━━━━━ Input rows ━━━━━

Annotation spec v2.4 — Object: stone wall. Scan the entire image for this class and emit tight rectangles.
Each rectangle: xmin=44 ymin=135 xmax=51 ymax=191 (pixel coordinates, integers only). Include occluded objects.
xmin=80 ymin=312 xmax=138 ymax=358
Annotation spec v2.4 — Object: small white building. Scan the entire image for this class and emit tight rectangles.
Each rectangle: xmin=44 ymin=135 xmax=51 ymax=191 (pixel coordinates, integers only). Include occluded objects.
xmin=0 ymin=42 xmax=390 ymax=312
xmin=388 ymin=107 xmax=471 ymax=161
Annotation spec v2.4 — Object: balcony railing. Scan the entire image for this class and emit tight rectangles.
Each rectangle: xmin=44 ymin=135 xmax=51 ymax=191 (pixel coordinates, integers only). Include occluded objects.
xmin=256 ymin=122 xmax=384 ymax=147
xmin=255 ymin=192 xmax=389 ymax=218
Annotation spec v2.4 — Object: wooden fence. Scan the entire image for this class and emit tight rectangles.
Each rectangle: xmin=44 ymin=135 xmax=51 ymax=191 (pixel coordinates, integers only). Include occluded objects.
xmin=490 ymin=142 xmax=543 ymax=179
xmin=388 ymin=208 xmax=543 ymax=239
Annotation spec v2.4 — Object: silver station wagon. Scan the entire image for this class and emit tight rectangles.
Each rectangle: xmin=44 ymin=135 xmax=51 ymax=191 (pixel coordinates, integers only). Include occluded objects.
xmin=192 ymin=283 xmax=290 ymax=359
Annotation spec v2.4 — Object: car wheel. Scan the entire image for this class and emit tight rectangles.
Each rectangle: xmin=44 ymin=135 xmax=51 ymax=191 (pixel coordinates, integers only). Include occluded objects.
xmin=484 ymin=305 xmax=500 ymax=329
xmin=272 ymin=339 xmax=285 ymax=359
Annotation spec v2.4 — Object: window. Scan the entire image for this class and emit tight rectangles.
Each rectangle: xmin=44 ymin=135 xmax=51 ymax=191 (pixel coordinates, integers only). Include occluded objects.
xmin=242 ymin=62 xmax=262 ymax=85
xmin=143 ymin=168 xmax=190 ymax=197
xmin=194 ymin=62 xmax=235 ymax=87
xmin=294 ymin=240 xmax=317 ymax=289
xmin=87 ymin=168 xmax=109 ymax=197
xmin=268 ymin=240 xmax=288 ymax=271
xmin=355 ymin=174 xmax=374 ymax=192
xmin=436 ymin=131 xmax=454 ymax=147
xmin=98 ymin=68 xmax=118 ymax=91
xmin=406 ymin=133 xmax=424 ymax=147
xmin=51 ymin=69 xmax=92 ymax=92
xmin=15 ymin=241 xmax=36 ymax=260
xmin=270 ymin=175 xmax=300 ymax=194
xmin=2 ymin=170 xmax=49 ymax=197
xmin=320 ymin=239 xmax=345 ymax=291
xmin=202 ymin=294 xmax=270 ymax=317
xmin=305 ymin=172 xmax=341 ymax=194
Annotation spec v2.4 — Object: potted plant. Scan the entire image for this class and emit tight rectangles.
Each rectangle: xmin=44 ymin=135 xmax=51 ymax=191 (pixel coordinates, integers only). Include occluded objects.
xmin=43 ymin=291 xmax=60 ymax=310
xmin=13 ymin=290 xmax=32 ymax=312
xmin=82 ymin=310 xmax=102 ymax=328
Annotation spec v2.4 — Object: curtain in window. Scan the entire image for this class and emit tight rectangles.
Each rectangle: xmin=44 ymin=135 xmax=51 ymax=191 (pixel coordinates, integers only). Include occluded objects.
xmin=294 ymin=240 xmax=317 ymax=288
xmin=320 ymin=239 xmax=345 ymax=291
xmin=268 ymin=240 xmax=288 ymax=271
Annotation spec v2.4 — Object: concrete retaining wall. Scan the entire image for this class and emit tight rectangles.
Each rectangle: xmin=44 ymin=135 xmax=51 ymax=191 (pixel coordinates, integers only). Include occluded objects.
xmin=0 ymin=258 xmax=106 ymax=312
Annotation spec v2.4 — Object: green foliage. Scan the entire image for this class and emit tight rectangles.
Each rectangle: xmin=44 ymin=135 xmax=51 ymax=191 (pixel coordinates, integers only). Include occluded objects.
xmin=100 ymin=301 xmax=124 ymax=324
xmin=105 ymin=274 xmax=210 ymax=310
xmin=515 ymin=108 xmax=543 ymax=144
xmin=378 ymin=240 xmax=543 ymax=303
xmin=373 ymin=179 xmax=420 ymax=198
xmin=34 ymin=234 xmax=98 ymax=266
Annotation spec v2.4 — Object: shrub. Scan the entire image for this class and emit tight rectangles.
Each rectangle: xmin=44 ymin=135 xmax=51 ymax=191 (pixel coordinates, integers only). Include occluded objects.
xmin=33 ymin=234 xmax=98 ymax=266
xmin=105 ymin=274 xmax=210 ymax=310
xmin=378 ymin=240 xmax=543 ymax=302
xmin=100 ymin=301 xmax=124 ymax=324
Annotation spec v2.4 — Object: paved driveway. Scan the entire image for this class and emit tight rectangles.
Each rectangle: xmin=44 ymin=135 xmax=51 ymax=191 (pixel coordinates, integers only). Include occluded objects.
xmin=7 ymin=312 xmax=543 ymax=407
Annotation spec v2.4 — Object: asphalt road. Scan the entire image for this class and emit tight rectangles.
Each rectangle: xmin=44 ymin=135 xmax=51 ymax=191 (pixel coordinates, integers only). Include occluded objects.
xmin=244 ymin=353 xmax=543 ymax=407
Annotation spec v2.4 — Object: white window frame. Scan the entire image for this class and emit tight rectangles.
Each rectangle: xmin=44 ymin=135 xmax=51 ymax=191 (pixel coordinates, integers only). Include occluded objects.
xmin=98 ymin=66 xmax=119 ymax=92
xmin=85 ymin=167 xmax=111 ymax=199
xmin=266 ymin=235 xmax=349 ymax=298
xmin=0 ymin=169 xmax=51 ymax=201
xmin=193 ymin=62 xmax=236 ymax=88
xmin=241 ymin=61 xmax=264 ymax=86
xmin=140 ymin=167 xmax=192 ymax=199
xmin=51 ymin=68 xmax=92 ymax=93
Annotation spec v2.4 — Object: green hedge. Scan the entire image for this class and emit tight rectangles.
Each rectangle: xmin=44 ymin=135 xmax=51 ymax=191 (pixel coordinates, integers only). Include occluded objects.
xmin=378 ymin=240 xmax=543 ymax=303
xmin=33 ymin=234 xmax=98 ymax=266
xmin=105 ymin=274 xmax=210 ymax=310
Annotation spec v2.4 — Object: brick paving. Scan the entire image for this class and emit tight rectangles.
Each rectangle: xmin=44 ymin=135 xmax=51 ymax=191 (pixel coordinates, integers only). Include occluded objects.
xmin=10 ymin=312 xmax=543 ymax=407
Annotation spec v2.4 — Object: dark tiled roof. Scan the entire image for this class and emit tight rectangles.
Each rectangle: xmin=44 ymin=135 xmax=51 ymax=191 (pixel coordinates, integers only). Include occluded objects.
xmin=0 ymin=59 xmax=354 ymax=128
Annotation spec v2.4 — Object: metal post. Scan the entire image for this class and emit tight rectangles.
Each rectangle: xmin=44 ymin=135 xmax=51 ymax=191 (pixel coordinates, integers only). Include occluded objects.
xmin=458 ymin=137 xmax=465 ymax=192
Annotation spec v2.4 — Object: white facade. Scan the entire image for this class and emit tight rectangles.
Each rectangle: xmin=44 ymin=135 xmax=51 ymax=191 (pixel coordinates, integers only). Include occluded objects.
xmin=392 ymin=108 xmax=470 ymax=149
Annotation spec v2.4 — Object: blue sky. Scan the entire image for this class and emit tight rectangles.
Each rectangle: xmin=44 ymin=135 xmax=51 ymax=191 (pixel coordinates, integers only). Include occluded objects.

━━━━━

■ **Exercise task**: Copy the data from its first line through the line containing "xmin=272 ymin=339 xmax=285 ymax=359", and in that span replace "stone wall" with "brick wall" while leaving everything else unchanged.

■ **Response for this exercise**:
Annotation spec v2.4 — Object: brick wall. Scan the entire image for this class and emit tight rectangles.
Each rectangle: xmin=44 ymin=135 xmax=51 ymax=191 (pixel coordinates, integers only). Include occluded objects.
xmin=80 ymin=312 xmax=138 ymax=358
Annotation spec v2.4 — Object: small white building. Scan the entire image for this class and emit tight rectangles.
Each rectangle: xmin=44 ymin=135 xmax=51 ymax=191 (pixel coordinates, integers only). Include occluded objects.
xmin=0 ymin=42 xmax=390 ymax=312
xmin=388 ymin=107 xmax=471 ymax=161
Annotation spec v2.4 — Object: balcony railing. Scan the entire image for this class and emit tight rectangles.
Each rectangle: xmin=44 ymin=135 xmax=51 ymax=191 (pixel coordinates, integers only). Include occluded objects.
xmin=256 ymin=122 xmax=384 ymax=147
xmin=255 ymin=192 xmax=389 ymax=218
Annotation spec v2.4 — Object: wooden fence. Scan the entire image for this class and emit tight rectangles.
Each rectangle: xmin=44 ymin=135 xmax=51 ymax=191 (pixel coordinates, integers only). Include occluded objects.
xmin=490 ymin=142 xmax=543 ymax=179
xmin=388 ymin=208 xmax=543 ymax=239
Annotation spec v2.4 — Object: silver station wagon. Scan the entire image for this class and emit tight rectangles.
Each rectangle: xmin=44 ymin=135 xmax=51 ymax=191 (pixel coordinates, integers only). Include occluded objects.
xmin=192 ymin=283 xmax=290 ymax=359
Annotation spec v2.4 — Object: car wheel. Scan the entire image for this class and emit tight rectangles.
Each rectangle: xmin=44 ymin=135 xmax=51 ymax=191 (pixel coordinates, integers only). Include occluded objects.
xmin=484 ymin=305 xmax=500 ymax=329
xmin=272 ymin=339 xmax=285 ymax=359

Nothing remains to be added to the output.